# Page
>>>

Tags: #History, #General, #Religion, #Christianity, #Civilization, #Islam, #Middle East, #Europe, #Eastern, #Renaissance

Four days after his unintended arrival, Columbus set out to meet the Portuguese king. With him he took the strongest of his captives and a few trinkets he had picked up on the islands. Spices, gems, and gold were conspicuously missing.

The king was not in the best of moods. Two years earlier, his only son, Afonso, had fallen off his horse while riding along the banks of the Tagus and had died in agony in a fisherman’s shack. The seventeen-year-old Afonso had been married to Isabella of Aragon, the oldest daughter of Ferdinand and Isabella. The Catholic Monarchs’ only son was dangerously ill, and since Afonso had
looked increasingly likely to become the heir to both Spain and Portugal, many suspected foul play. Ferdinand and Isabella had tried every diplomatic maneuver to declare the marriage void, but the young couple, having been married for purely political reasons, had inconveniently fallen in love. More to the point, Afonso was an excellent rider, and his Castilian valet disappeared after the accident and was never heard from again. The possibility that Ferdinand and Isabella had stolen John’s thunder by discovering the sea route to India was a bitter pill to swallow.

<<<

# Stored rows
>>>

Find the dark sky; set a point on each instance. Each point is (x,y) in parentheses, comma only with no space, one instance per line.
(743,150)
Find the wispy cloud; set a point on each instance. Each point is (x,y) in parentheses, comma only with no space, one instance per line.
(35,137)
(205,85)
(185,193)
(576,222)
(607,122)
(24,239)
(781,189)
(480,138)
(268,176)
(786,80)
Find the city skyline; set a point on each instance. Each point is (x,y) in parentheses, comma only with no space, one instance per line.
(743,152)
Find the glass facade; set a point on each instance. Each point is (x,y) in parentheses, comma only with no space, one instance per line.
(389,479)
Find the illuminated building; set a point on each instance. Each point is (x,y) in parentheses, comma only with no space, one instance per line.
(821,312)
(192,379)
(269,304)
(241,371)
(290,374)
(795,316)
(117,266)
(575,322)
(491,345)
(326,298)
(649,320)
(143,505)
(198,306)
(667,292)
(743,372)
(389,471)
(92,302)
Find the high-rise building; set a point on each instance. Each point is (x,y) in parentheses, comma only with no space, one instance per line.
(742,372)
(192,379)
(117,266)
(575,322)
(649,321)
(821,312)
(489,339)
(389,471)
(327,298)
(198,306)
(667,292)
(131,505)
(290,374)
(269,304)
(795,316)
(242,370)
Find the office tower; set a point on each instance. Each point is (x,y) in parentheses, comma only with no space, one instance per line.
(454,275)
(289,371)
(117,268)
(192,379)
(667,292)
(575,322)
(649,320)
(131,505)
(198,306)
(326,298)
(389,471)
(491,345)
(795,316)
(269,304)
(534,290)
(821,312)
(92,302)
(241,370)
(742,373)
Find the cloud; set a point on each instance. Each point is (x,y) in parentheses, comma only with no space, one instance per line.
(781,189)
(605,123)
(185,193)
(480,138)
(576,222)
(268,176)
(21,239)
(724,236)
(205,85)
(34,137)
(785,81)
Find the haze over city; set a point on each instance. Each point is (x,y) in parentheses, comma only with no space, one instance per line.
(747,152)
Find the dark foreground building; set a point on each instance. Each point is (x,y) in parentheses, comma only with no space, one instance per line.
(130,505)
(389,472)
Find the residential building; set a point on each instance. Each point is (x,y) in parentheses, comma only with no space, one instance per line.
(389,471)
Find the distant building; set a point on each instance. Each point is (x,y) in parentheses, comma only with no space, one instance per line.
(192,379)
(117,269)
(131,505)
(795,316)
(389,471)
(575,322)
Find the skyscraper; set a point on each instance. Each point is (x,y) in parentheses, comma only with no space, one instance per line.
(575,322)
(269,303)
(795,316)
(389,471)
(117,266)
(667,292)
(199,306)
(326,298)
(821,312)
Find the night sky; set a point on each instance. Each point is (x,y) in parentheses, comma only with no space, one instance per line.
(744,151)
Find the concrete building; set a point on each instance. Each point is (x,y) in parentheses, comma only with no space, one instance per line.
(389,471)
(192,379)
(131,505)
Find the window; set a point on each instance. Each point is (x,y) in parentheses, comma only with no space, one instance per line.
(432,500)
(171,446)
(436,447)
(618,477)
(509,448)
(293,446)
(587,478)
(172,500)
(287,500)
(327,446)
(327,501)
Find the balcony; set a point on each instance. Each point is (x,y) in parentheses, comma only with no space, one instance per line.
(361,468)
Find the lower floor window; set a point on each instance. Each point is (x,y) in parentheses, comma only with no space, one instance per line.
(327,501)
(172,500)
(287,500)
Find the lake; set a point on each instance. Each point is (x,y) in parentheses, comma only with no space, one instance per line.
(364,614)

<<<

# Actions to take
**a.** Transcribe everything in the Columbus passage from "Four days after" down to "were conspicuously missing.".
**b.** Using the Columbus passage, state whether each statement agrees with it, answering yes or no and quoting the deciding words: (i) Columbus brought spices and gold to the Portuguese king; (ii) Afonso died after falling off his horse; (iii) Afonso's Castilian valet was found soon after the accident.

# Solutions in order
**a.**
Four days after his unintended arrival, Columbus set out to meet the Portuguese king. With him he took the strongest of his captives and a few trinkets he had picked up on the islands. Spices, gems, and gold were conspicuously missing.

**b.**
(i) No: "Spices, gems, and gold were conspicuously missing."
(ii) Yes: "had fallen off his horse while riding along the banks of the Tagus and had died in agony in a fisherman’s shack."
(iii) No: "his Castilian valet disappeared after the accident and was never heard from again."